Your objective.
Copy out each line below exactly as it appears.

----- Extracted data

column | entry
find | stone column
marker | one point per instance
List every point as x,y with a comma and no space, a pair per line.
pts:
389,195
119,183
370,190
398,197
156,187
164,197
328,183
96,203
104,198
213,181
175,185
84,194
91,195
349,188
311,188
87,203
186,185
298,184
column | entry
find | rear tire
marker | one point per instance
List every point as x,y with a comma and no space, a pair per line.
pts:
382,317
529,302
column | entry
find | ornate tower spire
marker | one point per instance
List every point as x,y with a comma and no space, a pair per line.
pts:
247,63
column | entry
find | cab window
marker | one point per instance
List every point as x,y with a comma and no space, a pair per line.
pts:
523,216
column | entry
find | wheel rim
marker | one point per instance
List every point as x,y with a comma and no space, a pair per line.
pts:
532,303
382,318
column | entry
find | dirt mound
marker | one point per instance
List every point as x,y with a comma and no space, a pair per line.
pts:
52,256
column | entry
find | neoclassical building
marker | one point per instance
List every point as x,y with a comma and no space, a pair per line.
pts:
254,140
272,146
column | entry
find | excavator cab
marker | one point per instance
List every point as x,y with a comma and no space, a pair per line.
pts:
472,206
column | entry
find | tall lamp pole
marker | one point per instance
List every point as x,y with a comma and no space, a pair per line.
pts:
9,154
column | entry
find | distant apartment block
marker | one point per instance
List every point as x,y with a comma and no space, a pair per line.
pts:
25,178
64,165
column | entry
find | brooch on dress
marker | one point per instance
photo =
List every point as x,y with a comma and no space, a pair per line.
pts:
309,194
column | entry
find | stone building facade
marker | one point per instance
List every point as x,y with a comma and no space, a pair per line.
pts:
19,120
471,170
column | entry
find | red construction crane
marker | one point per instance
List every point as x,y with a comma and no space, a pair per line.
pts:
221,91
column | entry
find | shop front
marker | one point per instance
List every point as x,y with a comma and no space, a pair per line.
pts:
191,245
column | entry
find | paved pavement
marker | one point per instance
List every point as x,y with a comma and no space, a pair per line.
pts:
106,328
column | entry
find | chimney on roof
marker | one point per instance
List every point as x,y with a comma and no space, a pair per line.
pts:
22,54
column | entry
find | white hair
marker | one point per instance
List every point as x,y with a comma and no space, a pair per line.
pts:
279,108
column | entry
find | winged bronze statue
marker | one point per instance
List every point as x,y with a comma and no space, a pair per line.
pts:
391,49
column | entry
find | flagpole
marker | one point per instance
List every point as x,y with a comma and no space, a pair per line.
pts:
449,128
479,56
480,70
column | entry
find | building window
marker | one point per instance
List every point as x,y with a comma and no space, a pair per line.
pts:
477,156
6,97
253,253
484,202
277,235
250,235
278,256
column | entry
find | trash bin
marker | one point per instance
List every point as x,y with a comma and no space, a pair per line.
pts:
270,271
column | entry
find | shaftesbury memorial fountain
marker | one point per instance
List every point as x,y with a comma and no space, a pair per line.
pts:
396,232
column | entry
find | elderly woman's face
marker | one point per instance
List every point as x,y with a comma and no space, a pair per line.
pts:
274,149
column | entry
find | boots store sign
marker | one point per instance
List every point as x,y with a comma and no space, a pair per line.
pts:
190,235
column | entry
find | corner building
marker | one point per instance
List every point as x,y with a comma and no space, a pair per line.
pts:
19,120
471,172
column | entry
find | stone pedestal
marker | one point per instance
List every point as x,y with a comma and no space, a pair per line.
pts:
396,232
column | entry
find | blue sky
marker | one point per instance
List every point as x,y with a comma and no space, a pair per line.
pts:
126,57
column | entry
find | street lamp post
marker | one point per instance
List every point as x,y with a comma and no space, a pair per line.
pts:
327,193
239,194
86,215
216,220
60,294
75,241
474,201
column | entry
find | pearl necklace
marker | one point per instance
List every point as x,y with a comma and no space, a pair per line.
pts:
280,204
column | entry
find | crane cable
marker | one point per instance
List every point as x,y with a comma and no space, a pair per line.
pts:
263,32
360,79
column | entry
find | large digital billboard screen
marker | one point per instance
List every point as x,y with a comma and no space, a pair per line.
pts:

----------

Result.
column | entry
find | stone column
marker | one point per instance
List every point as x,y with a comma and no space, a pair per line.
pts:
389,195
119,183
370,190
398,197
156,187
164,197
328,183
96,203
104,198
213,181
175,185
84,194
91,195
349,188
311,188
87,203
186,185
298,184
column | entry
find | rear tire
marker | one point per instance
List every point as x,y with a comma and no space, a pair per line.
pts:
382,317
529,302
column | entry
find | ornate tower spire
marker | one point per instance
List every point as x,y with a comma and no space, a pair per line.
pts:
247,63
column | entry
find | cab window
marker | one point per instance
List every point as x,y with a comma and no space, a pair per line.
pts:
523,216
column | entry
find | wheel rim
marker | one point per instance
List every point as x,y with a comma and no space, a pair per line.
pts:
532,303
382,318
column | entry
find | dirt mound
marker | one point per instance
List every point as x,y with a comma and no space, a pair per line.
pts:
52,256
column | entry
find | neoclassical building
marker | one point per instance
List every point as x,y with a comma and no space, a pair per line.
pts:
254,140
272,146
column | entry
find | excavator cab
marker | one point per instance
List every point as x,y with a comma and no space, a pair per line.
pts:
472,206
column | entry
find | tall lamp pole
marker | one point per instance
List every point as x,y with a comma and no space, a pair per line.
pts:
9,154
column | entry
find | distant apartment block
marker | one point per instance
List every point as x,y with a comma and no space, a pair per line.
pts:
25,178
64,165
column | entry
find | brooch on dress
marker | one point per instance
photo =
List every point as x,y with a comma and no space, a pair per line.
pts:
309,194
column | entry
find | stone building facade
marker | one point per instance
List every point as x,y with a comma and no space, a pair per line.
pts:
19,120
471,170
column | entry
find | red construction crane
marker | one point per instance
List every point as x,y with a comma and no space, a pair per line.
pts:
221,91
column | entry
find | shop front
marker | one point per instance
List every point as x,y with a comma and no space, a pair per line.
pts:
191,245
column | entry
find | paved pavement
marker | one point per instance
List every point as x,y with a comma and no space, a pair per line.
pts:
106,328
column | entry
find | chimney on roof
marker | one point per instance
List every point as x,y with a comma and no space, a pair per line.
pts:
22,54
column | entry
find | white hair
marker | one point per instance
List every point as x,y with a comma and no space, a pair per line.
pts:
279,108
column | entry
find | winged bronze statue
marker | one point per instance
List every point as x,y with a comma and no space, a pair per line.
pts:
391,49
column | entry
find | flagpole
marker | one point per instance
List every point as x,y with a comma and no space, a pair per line.
pts:
449,128
479,56
480,70
column | entry
find | building window
marker | one point per instance
List every point as x,y with a comma and no space, a pair per line.
pts:
477,156
6,97
253,253
484,202
277,235
250,235
278,256
column | entry
find | trash bin
marker | one point per instance
List every point as x,y with a comma and no space, a pair per line.
pts:
270,271
column | entry
find | shaftesbury memorial fountain
marker | one point per instance
List every point as x,y with a comma and no space, a pair per line.
pts:
396,232
column | entry
find | elderly woman's face
marker | one point per instance
List every point as x,y with a comma and no space, a pair per line.
pts:
274,149
column | entry
find | boots store sign
marker | one point per instance
List every point as x,y with a comma and no space, a pair per line.
pts:
190,235
column | entry
find | corner building
marker | one point per instance
List every point as x,y with a comma and no space, a pair per line.
pts:
19,120
471,172
column | entry
find | stone pedestal
marker | one point per instance
List every point as x,y with a comma and no space, a pair per line.
pts:
396,232
column | entry
find | blue sky
marker | one point per instance
List every point as x,y with a comma and no space, a pair per line.
pts:
126,57
column | entry
find | street lamp post
marker | one point per instance
List every point as x,y with a comma and no space, a pair per line.
pts:
327,193
239,194
86,215
216,220
60,294
75,241
474,201
column | entry
find | pearl necklace
marker | one point per instance
List every point as x,y with a comma and no space, a pair per line.
pts:
280,204
column | entry
find | crane cable
marker | one point per instance
List every point as x,y with a comma and no space, a pair per line.
pts:
263,32
360,79
column | entry
find | large digital billboard screen
marker | one point per instance
List every point as x,y with a comma and no space, a pair per line.
pts:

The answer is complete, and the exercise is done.